==== Task material

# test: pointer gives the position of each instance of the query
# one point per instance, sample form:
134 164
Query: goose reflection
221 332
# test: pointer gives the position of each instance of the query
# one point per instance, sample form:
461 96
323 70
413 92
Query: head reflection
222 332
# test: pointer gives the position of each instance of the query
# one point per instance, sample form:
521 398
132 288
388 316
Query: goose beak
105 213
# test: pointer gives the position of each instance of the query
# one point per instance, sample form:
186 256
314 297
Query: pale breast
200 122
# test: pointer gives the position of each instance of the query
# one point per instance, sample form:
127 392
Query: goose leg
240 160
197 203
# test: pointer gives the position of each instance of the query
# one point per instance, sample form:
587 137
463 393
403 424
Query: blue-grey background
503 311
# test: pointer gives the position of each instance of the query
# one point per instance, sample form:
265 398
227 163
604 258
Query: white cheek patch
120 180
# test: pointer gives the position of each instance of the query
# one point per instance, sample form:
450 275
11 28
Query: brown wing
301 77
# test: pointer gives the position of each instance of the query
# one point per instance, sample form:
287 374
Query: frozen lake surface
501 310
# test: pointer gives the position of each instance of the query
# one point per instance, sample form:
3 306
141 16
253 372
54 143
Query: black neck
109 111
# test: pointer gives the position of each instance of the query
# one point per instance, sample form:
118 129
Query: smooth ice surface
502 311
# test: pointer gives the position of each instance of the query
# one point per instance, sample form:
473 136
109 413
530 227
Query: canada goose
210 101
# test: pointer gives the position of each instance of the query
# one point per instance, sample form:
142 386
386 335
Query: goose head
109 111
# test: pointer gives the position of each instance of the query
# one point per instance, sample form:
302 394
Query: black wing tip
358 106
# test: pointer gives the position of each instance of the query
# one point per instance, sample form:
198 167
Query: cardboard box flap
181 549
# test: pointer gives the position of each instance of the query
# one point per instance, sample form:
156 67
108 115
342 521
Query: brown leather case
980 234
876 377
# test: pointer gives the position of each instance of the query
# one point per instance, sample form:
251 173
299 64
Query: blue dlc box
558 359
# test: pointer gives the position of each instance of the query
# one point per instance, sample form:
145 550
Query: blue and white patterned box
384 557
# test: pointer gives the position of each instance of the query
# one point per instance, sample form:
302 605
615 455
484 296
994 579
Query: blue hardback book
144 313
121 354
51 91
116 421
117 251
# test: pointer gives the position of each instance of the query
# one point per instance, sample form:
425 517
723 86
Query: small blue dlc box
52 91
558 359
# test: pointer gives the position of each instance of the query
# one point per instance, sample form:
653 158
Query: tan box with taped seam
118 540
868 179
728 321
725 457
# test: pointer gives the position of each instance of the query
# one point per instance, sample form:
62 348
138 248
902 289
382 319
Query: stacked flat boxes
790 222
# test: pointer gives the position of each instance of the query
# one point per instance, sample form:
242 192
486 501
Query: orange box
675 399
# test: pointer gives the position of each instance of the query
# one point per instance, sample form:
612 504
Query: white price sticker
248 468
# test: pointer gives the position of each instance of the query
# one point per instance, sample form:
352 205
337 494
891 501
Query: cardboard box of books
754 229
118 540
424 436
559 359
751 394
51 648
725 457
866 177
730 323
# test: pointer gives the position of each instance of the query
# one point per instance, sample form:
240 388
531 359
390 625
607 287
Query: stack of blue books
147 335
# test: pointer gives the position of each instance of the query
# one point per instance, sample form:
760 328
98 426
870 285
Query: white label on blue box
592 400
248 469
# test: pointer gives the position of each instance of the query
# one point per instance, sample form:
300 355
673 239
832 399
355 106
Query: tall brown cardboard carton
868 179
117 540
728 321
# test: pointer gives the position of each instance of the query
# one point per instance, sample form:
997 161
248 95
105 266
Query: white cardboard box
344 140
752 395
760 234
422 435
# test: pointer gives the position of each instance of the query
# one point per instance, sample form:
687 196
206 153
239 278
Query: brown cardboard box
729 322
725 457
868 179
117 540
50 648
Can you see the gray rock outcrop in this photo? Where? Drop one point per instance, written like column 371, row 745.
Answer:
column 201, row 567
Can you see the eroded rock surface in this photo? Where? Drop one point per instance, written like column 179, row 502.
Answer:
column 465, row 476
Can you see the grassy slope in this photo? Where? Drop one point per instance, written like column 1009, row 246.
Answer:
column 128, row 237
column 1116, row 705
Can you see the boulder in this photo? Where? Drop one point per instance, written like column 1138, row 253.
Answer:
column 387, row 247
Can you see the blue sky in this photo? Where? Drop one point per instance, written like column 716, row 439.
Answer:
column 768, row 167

========

» Task instructions
Repeat every line of the data, exactly and in full.

» Worked answer
# test: pointer gives the position of each instance of the query
# one point per instance, sample form:
134 164
Query: goose reflection
221 332
# test: pointer gives the position of each instance of the query
# one point per instance, sample form:
461 96
323 70
413 92
Query: head reflection
222 332
# test: pointer gives the position of each instance of the query
# one point per instance, sample form:
521 398
132 288
388 316
Query: goose beak
105 213
# test: pointer gives the position of each instance of the query
# one point per instance, sample form:
186 256
314 297
Query: pale breast
200 122
# test: pointer gives the position of each instance of the query
# one point per instance, sample form:
127 392
Query: goose leg
240 160
197 203
# test: pointer gives the position of each instance of the query
# one point per instance, sample form:
587 137
463 393
403 424
Query: blue-grey background
503 311
# test: pointer gives the position of each instance of the query
# one point per instance, sample form:
265 398
227 163
604 258
Query: white cheek patch
120 180
# test: pointer gives the position of each instance of the query
# one point per instance, sample form:
450 275
11 28
Query: brown wing
301 77
# test: pointer gives the position of each instance of the query
# one point per instance, sample form:
287 374
Query: frozen lake surface
501 310
# test: pointer gives the position of each instance of the query
# one point per instance, sample form:
3 306
141 16
253 372
54 143
Query: black neck
109 111
# test: pointer gives the position of each instance of the query
# one point per instance, sample form:
118 129
Query: smooth ice surface
502 311
# test: pointer gives the position of each instance of the query
# one point per instance, sample form:
473 136
109 413
530 227
Query: canada goose
210 101
# test: pointer gives the position of each instance of the query
# one point per instance, sample form:
142 386
386 335
Query: goose head
109 111
# test: pointer gives the position of each instance of the query
# one point per instance, sample form:
302 394
Query: black wing tip
358 106
# test: pointer gives the position of each instance of the query
# one point per instance, sample form:
198 167
Query: cardboard box flap
181 549
# test: pointer gives the position of each instance of the query
# one point per instance, sample form:
156 67
108 115
342 521
Query: brown leather case
980 234
876 377
# test: pointer gives the position of each instance of the query
# one point per instance, sample form:
251 173
299 64
Query: blue dlc box
558 359
# test: pointer gives the position of each instance of the query
# one point per instance, sample form:
145 550
Query: blue and white patterned box
384 557
# test: pointer gives the position of each instance of the query
# one point per instance, sample form:
302 605
615 455
484 296
994 579
Query: blue hardback book
144 313
121 354
51 91
116 421
117 251
# test: pointer gives the position of each instance of the query
# one point per instance, sample form:
425 517
723 86
Query: small blue dlc box
52 91
558 359
# test: pointer gives the position of each instance of the query
# one point per instance, sample form:
653 158
Query: tan box with taped seam
118 540
868 179
728 321
725 457
# test: pointer gives the position of each instance of the query
# one point per instance, sample form:
62 348
138 248
902 289
382 319
Query: stacked flat boxes
790 222
# test: pointer gives the position of each instance of the query
# one point per instance, sample form:
242 192
486 501
Query: orange box
675 399
# test: pointer gives the position of each instance of the query
# one point per instance, sample form:
612 504
Query: white price sticker
248 468
# test: pointer gives the position of each instance of the query
# one point per instance, sample form:
352 205
337 494
891 501
Query: cardboard box of books
754 229
118 540
424 436
559 359
751 394
51 648
725 457
866 177
730 323
# test: pointer gives the position of each instance of the query
# one point per instance, sample form:
240 388
531 359
390 625
607 287
Query: stack of blue books
147 335
# test: pointer gives the position of each instance of the query
# one point per instance, sample form:
760 328
98 426
870 285
Query: white label on blue box
592 400
248 469
# test: pointer gives the position of each instance of the query
# one point per instance, sample form:
300 355
673 239
832 399
355 106
Query: tall brown cardboard carton
868 179
117 540
728 321
# test: pointer gives the position of each instance of the query
# one point per instance, sample form:
997 161
248 95
105 266
Query: white cardboard box
344 140
752 395
760 234
422 435
# test: pointer gives the position of each instance of the query
# one point per instance, sample form:
687 196
206 153
239 278
Query: brown cardboard box
729 322
725 457
868 179
117 540
50 648
Can you see the gray rock outcrop in this photo? Where? Drop one point per instance, written like column 371, row 745.
Answer:
column 201, row 567
Can you see the eroded rock surface in this photo? Where? Drop one point per instance, written like column 179, row 502.
Answer:
column 465, row 476
Can you see the grassy slope in this photo? Where? Drop one point per instance, written like column 1009, row 246.
Answer:
column 128, row 237
column 1116, row 705
Can you see the boulder in this photo? Where? Drop one point per instance, written like column 1138, row 253.
Answer:
column 387, row 247
Can you see the blue sky in this photo? Where? Drop one point per instance, written like column 716, row 439.
Answer:
column 768, row 167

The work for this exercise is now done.